### TEXT FOR ANALYSIS:

[Start of Attachment]

Patricia Kelly had to watch her husband, William, descend into dementia, but he never wavered from a desire to give his body to science, and what followed his donation inspired her — and now their daughter — to not only pledge to do the same but to become fierce advocates of the idea.
When William Kelly died in 2011 and Patricia Kelly in 2015, they became part of an unusual program at the Indiana University Northwest in Gary, which teaches anatomy while encouraging communication with donor families through letters, visits and a memorial service.
Her mom cherished the letters she received from International Human Cadaver Prosection Program students, said daughter Susan Ellingsen, of Munster, Ind., “taking a big magnifying glass (she was legally blind) and reading them over and over. They were very personal and told us all they discovered about my dad.”
“My mother made a video to let students know why she donated her body and what hope she had for them to be the best they could be and to always take their patients’ lives and families seriously,” she said.
Ernest Talarico, who runs the prosection program, said he was troubled in medical school when all he knew about a cadaver was a number and maybe a cause of death. Fellow students disrespectfully named bodies, he said.
“The tradition in anatomy lab is to focus on the science, not to get too attached,” Talarico said. “What we do is a new paradigm. And research shows it makes better doctors.”
Many bodies donated for research have poignant back stories. William Kelly had a number of ailments and wanted science to more fully explore them.
Judy Clemens, of Hebron, Ind., had a progressive form of multiple sclerosis that so frustrated her that she took her life, but not before asking that her body be studied to better understand the disease.
Other donors are educators, scientists and members of law enforcement who know the importance of hands-on learning to solve crimes, find missing people or bodies, and bring closure to aggrieved families. They even designate that their corpses be used for such studies as how fast vultures decimate a body, or how cold or hot weather affects decomposition. Still others specify that their remains be used to train cadaver dogs.
Some bodies are donated by families seeking to save money since many programs pay for transportation and stage a memorial service for the deceased or return the cremated remains.
A future purpose for donated bodies involves recomposition, the turning of human bodies into nutrient-rich compost. A prototype for what the project director sees as an environmentally friendly alternative to burial and cremation is expected to be built in Seattle in the spring and will accept bodies for a pilot program to fully test the process.
“There’s scientific value to donating your body, but there’s a huge educational value,” said Cheryl Johnston, director of an outdoor facility at Western Carolina University, where eight bodies are in various stages of decomposition. The training they afford “is benefiting people by applying things in the real world.”
Daniel Wescott runs the largest so-called body farm in the country at Texas State University, where researchers and cameras document the rate of decay of 70 bodies above and below ground, bodies clothed, unclothed and wrapped in tarps, bodies protected by wire cages and bodies left vulnerable to scavengers. When reduced to skeletons, the bones become part of a permanent research collection.
The Forensic Anthropology Center simulates conditions under which bodies or people may be found if they are victims of crime, or are missing after wandering off or a natural disaster, such as a flood. A decomposed body produces soil that’s darker in color and vegetation that reflects light differently, allowing a drone to pinpoint a location to be searched. That saves time and money, Wescott said, and then experts can determine how long a body might have been there, leading to quicker identification and finding or eliminating suspects in criminal cases.

[End of Attachment]

[Point-per-instance localization data]
[Start of Attachment]

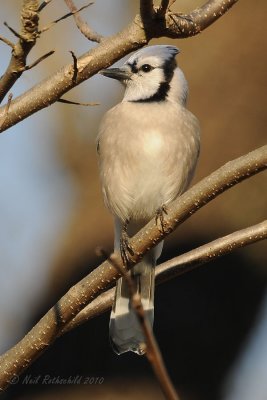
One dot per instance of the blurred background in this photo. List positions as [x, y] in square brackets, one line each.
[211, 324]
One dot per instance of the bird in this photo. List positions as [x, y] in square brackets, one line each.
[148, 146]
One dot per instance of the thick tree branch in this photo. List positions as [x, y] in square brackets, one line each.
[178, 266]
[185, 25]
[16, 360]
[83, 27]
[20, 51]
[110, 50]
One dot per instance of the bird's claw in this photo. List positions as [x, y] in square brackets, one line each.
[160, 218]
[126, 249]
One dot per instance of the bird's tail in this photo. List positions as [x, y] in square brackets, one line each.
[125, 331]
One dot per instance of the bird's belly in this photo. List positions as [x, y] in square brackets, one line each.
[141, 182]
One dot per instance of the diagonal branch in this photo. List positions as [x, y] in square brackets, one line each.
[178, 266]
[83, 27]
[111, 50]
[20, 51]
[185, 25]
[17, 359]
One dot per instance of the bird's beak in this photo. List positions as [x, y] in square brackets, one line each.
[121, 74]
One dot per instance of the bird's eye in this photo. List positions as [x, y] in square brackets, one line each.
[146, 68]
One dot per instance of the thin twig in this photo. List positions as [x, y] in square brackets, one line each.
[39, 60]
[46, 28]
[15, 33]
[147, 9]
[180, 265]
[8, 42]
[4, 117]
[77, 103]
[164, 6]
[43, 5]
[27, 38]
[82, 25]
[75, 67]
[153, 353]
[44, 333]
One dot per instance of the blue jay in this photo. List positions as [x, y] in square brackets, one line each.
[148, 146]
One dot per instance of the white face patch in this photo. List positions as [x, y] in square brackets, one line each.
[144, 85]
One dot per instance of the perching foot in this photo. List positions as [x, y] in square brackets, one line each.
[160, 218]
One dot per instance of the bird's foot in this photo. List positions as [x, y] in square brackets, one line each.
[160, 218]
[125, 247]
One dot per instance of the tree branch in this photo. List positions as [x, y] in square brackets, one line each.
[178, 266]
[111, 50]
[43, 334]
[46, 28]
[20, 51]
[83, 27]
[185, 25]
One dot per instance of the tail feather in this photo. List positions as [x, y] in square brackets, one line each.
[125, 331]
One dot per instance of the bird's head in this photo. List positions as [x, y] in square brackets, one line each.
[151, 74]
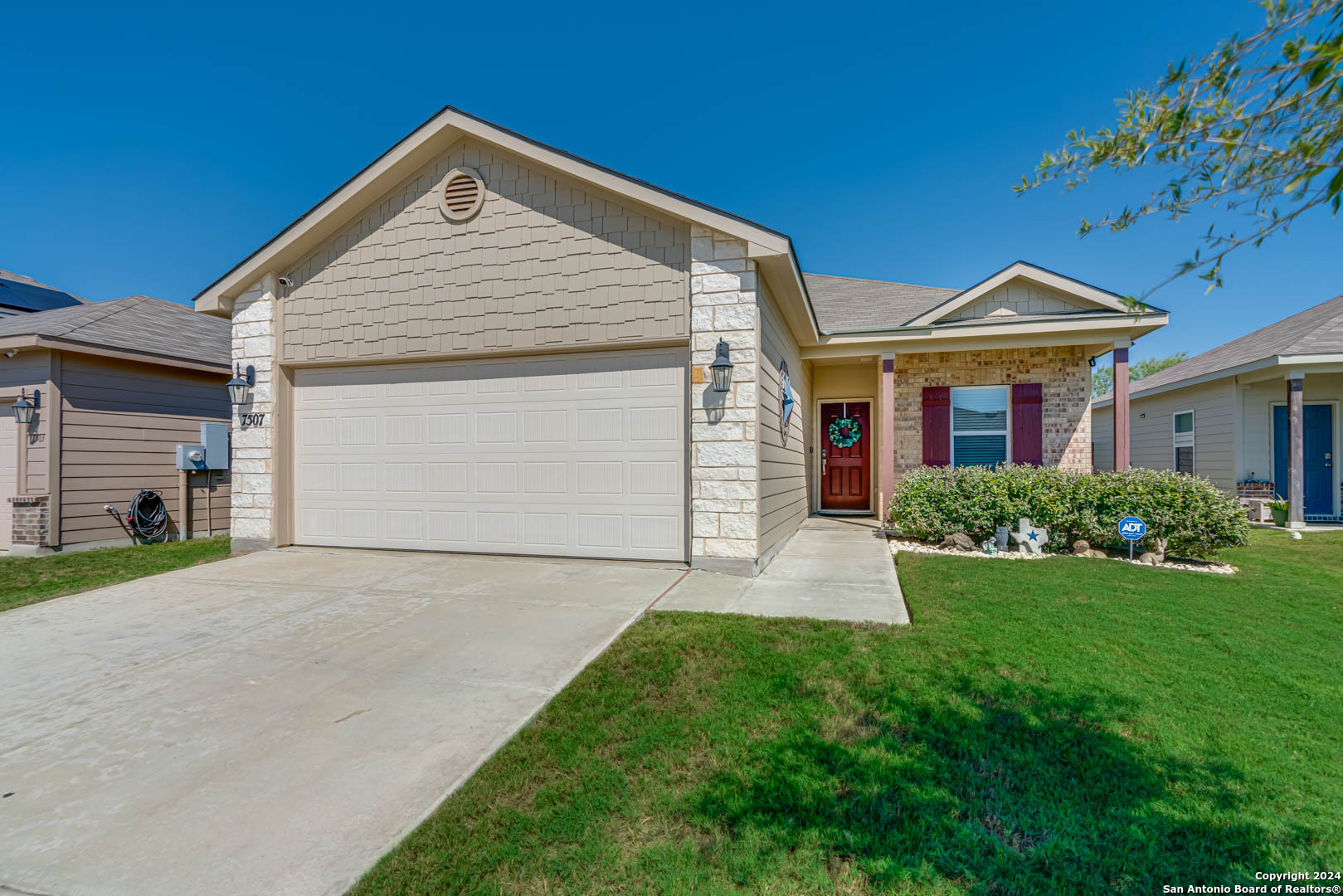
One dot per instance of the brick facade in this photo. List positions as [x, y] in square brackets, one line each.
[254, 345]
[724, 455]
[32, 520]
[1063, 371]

[End of Attachment]

### PROMPT:
Reproduce the part of the article about body donation starting at "Ernest Talarico, who" and ending at "bodies, he said.". Draw only on the article about body donation.

### ANSWER SECTION:
Ernest Talarico, who runs the prosection program, said he was troubled in medical school when all he knew about a cadaver was a number and maybe a cause of death. Fellow students disrespectfully named bodies, he said.